[Data start]
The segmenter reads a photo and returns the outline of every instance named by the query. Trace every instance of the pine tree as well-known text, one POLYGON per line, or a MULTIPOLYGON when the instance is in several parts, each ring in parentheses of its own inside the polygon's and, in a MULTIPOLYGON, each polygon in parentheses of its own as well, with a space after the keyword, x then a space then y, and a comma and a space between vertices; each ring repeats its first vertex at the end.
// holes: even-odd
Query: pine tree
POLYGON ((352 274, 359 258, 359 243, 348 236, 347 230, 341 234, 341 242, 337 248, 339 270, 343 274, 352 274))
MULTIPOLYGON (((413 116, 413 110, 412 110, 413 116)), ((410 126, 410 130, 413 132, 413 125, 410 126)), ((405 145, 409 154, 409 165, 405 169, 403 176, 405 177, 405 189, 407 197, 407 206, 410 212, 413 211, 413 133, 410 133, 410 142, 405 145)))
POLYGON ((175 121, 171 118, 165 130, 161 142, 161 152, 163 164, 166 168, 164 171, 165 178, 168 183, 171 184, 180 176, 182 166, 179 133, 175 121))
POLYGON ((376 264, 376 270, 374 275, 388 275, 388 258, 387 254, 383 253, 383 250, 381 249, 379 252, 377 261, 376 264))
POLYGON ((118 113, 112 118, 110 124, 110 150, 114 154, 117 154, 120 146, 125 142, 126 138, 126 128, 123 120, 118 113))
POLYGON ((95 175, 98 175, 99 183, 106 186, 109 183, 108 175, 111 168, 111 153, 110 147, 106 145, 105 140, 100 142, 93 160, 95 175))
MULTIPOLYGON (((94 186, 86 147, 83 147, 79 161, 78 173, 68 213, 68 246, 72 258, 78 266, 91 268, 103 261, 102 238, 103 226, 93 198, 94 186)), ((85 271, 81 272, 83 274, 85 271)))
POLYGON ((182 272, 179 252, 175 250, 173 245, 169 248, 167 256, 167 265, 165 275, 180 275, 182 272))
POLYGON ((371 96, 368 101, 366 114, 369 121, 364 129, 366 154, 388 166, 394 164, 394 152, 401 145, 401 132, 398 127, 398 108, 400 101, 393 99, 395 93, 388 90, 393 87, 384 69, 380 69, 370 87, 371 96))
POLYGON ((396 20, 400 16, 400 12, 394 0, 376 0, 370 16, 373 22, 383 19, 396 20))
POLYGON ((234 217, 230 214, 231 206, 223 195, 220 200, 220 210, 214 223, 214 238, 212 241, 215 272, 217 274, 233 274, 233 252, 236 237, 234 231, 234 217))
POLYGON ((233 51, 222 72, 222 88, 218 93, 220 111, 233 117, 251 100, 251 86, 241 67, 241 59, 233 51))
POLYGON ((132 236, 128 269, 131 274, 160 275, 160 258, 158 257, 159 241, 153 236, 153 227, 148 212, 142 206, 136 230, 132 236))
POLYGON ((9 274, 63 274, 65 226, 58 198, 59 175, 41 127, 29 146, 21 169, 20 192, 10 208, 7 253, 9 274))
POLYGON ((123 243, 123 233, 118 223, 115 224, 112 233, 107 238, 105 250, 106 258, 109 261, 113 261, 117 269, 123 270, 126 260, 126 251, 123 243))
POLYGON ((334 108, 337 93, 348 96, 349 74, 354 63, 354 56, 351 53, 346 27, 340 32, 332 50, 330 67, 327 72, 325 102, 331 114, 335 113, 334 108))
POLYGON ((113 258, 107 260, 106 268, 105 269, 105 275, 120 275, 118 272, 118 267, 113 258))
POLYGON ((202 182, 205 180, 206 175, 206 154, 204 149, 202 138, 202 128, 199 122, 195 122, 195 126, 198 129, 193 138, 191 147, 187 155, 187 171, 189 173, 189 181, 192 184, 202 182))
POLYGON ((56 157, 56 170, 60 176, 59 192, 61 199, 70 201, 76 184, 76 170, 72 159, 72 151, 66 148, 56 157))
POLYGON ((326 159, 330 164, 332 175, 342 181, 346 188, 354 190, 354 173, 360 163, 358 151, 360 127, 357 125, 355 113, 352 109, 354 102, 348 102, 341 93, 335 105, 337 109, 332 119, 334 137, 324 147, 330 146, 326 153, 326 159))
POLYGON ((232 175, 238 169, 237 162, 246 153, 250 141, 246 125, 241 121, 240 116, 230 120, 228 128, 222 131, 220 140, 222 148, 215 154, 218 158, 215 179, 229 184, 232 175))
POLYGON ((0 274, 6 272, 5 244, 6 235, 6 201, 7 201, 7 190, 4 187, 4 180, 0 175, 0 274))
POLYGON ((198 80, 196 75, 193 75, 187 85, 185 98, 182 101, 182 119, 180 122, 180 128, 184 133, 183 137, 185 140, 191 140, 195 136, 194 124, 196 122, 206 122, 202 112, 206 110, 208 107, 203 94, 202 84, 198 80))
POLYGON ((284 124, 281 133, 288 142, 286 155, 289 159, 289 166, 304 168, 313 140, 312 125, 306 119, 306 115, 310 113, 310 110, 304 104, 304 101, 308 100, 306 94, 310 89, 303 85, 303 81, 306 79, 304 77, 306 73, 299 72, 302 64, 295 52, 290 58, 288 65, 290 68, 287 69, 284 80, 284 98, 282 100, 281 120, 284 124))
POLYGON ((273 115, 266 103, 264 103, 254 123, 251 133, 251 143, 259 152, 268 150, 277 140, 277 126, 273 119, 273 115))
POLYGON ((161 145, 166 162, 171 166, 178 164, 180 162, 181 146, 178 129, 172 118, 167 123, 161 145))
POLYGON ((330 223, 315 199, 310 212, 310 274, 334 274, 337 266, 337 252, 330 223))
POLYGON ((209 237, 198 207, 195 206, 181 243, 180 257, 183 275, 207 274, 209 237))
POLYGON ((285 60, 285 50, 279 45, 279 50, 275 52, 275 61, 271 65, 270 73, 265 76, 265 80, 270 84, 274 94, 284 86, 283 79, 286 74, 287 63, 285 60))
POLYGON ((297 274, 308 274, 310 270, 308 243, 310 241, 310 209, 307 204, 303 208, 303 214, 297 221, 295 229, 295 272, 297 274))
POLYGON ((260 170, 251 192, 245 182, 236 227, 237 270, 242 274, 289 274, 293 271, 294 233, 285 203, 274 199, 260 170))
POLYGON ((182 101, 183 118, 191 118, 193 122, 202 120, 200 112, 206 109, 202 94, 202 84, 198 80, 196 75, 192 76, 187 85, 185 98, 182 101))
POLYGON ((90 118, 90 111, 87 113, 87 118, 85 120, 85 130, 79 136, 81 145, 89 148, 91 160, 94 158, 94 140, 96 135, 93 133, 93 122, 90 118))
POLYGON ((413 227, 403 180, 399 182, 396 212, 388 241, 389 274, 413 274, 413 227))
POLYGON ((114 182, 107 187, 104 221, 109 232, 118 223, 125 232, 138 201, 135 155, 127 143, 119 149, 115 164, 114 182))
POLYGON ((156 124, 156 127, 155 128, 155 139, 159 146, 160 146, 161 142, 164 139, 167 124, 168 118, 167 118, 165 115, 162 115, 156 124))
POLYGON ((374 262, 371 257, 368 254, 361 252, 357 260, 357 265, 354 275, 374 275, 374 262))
[Data end]
Convert every line of the records above into a JSON list of strings, one string per line, leaving out blank lines.

[
  "The segmenter reads a photo and returns the outline of every instance named by the query. Trace every instance of the pine tree as well-known text, one POLYGON per line, or a MULTIPOLYGON when the instance is in several parts, each ring in parentheses of its own inside the polygon's and, in a MULTIPOLYGON, each polygon in parentheses of its own as well, with a space after the keyword, x then a space then y, and a comma and a space between vertices; each ring repeats its first vertex at the end.",
  "// holes: even-odd",
  "Query: pine tree",
  "POLYGON ((352 274, 359 258, 359 243, 348 236, 347 230, 341 234, 341 242, 337 248, 339 270, 343 274, 352 274))",
  "MULTIPOLYGON (((413 116, 413 110, 412 110, 413 116)), ((410 126, 410 130, 413 132, 413 125, 410 126)), ((405 145, 409 154, 409 165, 405 169, 403 176, 405 177, 405 189, 407 197, 407 206, 410 212, 413 211, 413 133, 410 133, 410 142, 405 145)))",
  "POLYGON ((175 121, 171 118, 165 130, 161 142, 161 152, 163 164, 166 168, 164 171, 165 178, 168 183, 171 184, 180 176, 182 166, 179 133, 175 121))",
  "POLYGON ((376 264, 376 270, 374 275, 388 275, 388 258, 387 254, 383 253, 383 250, 381 249, 379 252, 377 261, 376 264))",
  "POLYGON ((118 113, 112 118, 110 124, 110 150, 114 154, 117 154, 120 146, 125 142, 126 138, 126 128, 123 120, 118 113))",
  "POLYGON ((95 175, 98 175, 99 183, 106 186, 109 183, 108 175, 111 168, 111 153, 110 147, 106 145, 105 140, 100 142, 93 160, 95 175))",
  "MULTIPOLYGON (((94 186, 86 147, 83 147, 79 161, 78 173, 68 213, 68 246, 72 258, 78 266, 91 268, 103 261, 102 238, 103 226, 93 198, 94 186)), ((85 271, 81 272, 83 274, 85 271)))",
  "POLYGON ((182 272, 179 252, 175 250, 173 245, 169 248, 167 256, 167 265, 165 275, 180 275, 182 272))",
  "POLYGON ((371 96, 368 101, 366 114, 369 121, 364 129, 366 154, 388 166, 394 164, 394 152, 401 145, 401 132, 398 127, 398 108, 400 101, 393 99, 395 93, 388 90, 393 87, 384 69, 380 69, 370 87, 371 96))",
  "POLYGON ((396 20, 400 16, 400 12, 394 0, 376 0, 370 16, 373 22, 383 19, 396 20))",
  "POLYGON ((234 217, 230 214, 231 206, 223 195, 220 200, 220 210, 214 223, 214 238, 212 241, 215 272, 217 274, 233 274, 233 252, 236 237, 234 231, 234 217))",
  "POLYGON ((233 51, 222 72, 222 88, 218 93, 220 111, 233 117, 251 100, 251 86, 241 67, 241 59, 233 51))",
  "POLYGON ((132 236, 128 269, 131 274, 160 275, 160 258, 158 257, 159 241, 153 236, 153 227, 148 212, 142 206, 136 230, 132 236))",
  "POLYGON ((9 274, 63 274, 65 226, 58 198, 59 175, 41 127, 29 146, 21 169, 20 192, 10 208, 7 253, 9 274))",
  "POLYGON ((123 243, 123 233, 118 223, 115 224, 112 233, 107 238, 105 250, 106 258, 109 261, 113 261, 117 269, 123 270, 126 260, 126 251, 123 243))",
  "POLYGON ((334 108, 337 93, 348 96, 349 74, 354 63, 354 56, 351 53, 346 27, 340 32, 332 50, 330 67, 327 72, 325 102, 331 114, 335 113, 334 108))",
  "POLYGON ((113 258, 107 260, 106 268, 105 269, 105 275, 120 275, 118 272, 118 267, 113 258))",
  "POLYGON ((202 182, 205 180, 206 175, 206 154, 204 149, 202 138, 202 128, 199 122, 195 122, 195 126, 198 129, 193 138, 191 147, 187 155, 187 171, 189 173, 189 181, 192 184, 202 182))",
  "POLYGON ((56 157, 56 170, 60 176, 59 192, 61 199, 70 201, 76 184, 76 170, 72 159, 72 151, 66 148, 56 157))",
  "POLYGON ((326 159, 330 164, 332 175, 342 181, 346 188, 354 190, 354 173, 360 163, 358 151, 360 127, 357 125, 355 113, 352 109, 354 102, 348 102, 341 93, 335 105, 337 109, 332 119, 334 137, 324 147, 330 146, 326 153, 326 159))",
  "POLYGON ((232 175, 238 169, 237 162, 246 153, 250 141, 246 125, 241 121, 240 116, 230 120, 228 128, 222 131, 220 140, 222 148, 215 154, 218 158, 215 179, 229 184, 232 175))",
  "POLYGON ((0 274, 6 272, 5 244, 6 235, 6 201, 7 201, 7 190, 4 187, 4 180, 0 175, 0 274))",
  "POLYGON ((198 80, 196 75, 193 75, 187 85, 185 98, 182 101, 182 119, 180 122, 180 128, 184 133, 183 137, 185 140, 191 140, 195 136, 194 124, 196 122, 206 122, 202 112, 206 110, 208 107, 203 94, 202 84, 198 80))",
  "POLYGON ((284 124, 281 133, 288 142, 286 155, 289 159, 289 166, 304 168, 313 140, 312 125, 306 119, 306 115, 310 113, 310 110, 304 104, 304 101, 308 100, 306 94, 310 89, 303 85, 303 81, 306 79, 304 77, 306 73, 299 72, 302 64, 295 52, 290 58, 288 65, 290 68, 287 69, 284 80, 284 98, 282 100, 281 120, 284 124))",
  "POLYGON ((273 115, 266 103, 264 103, 254 123, 251 133, 251 143, 259 152, 268 150, 277 140, 277 126, 273 119, 273 115))",
  "POLYGON ((161 145, 166 162, 171 166, 178 164, 180 162, 181 146, 178 129, 172 118, 167 123, 161 145))",
  "POLYGON ((330 223, 315 199, 310 212, 310 274, 334 274, 337 266, 337 252, 330 223))",
  "POLYGON ((209 237, 198 207, 195 206, 181 243, 180 257, 183 275, 207 274, 209 237))",
  "POLYGON ((285 60, 285 50, 279 45, 279 50, 275 52, 275 61, 271 65, 270 73, 265 76, 265 80, 270 84, 274 94, 284 86, 283 79, 286 74, 287 63, 285 60))",
  "POLYGON ((297 274, 308 274, 310 270, 308 243, 310 241, 310 209, 307 204, 303 208, 303 214, 297 221, 295 229, 295 272, 297 274))",
  "POLYGON ((260 170, 251 192, 245 182, 236 227, 237 270, 242 274, 289 274, 293 271, 294 233, 285 203, 274 199, 260 170))",
  "POLYGON ((182 101, 183 118, 191 118, 193 122, 202 120, 200 112, 206 109, 202 94, 202 84, 198 80, 196 75, 192 76, 187 85, 185 98, 182 101))",
  "POLYGON ((90 118, 90 111, 87 113, 87 118, 85 120, 85 130, 79 136, 81 145, 89 148, 91 160, 94 158, 94 140, 96 135, 93 133, 93 122, 90 118))",
  "POLYGON ((413 227, 403 180, 399 182, 396 212, 388 241, 389 274, 413 274, 413 227))",
  "POLYGON ((114 182, 107 187, 104 221, 109 232, 118 223, 125 232, 138 201, 135 155, 127 143, 119 149, 115 164, 114 182))",
  "POLYGON ((156 124, 156 127, 155 128, 155 139, 159 146, 160 146, 161 142, 164 139, 167 124, 168 118, 167 118, 165 115, 162 115, 156 124))",
  "POLYGON ((374 262, 371 257, 368 254, 361 252, 357 260, 357 265, 354 275, 374 275, 374 262))"
]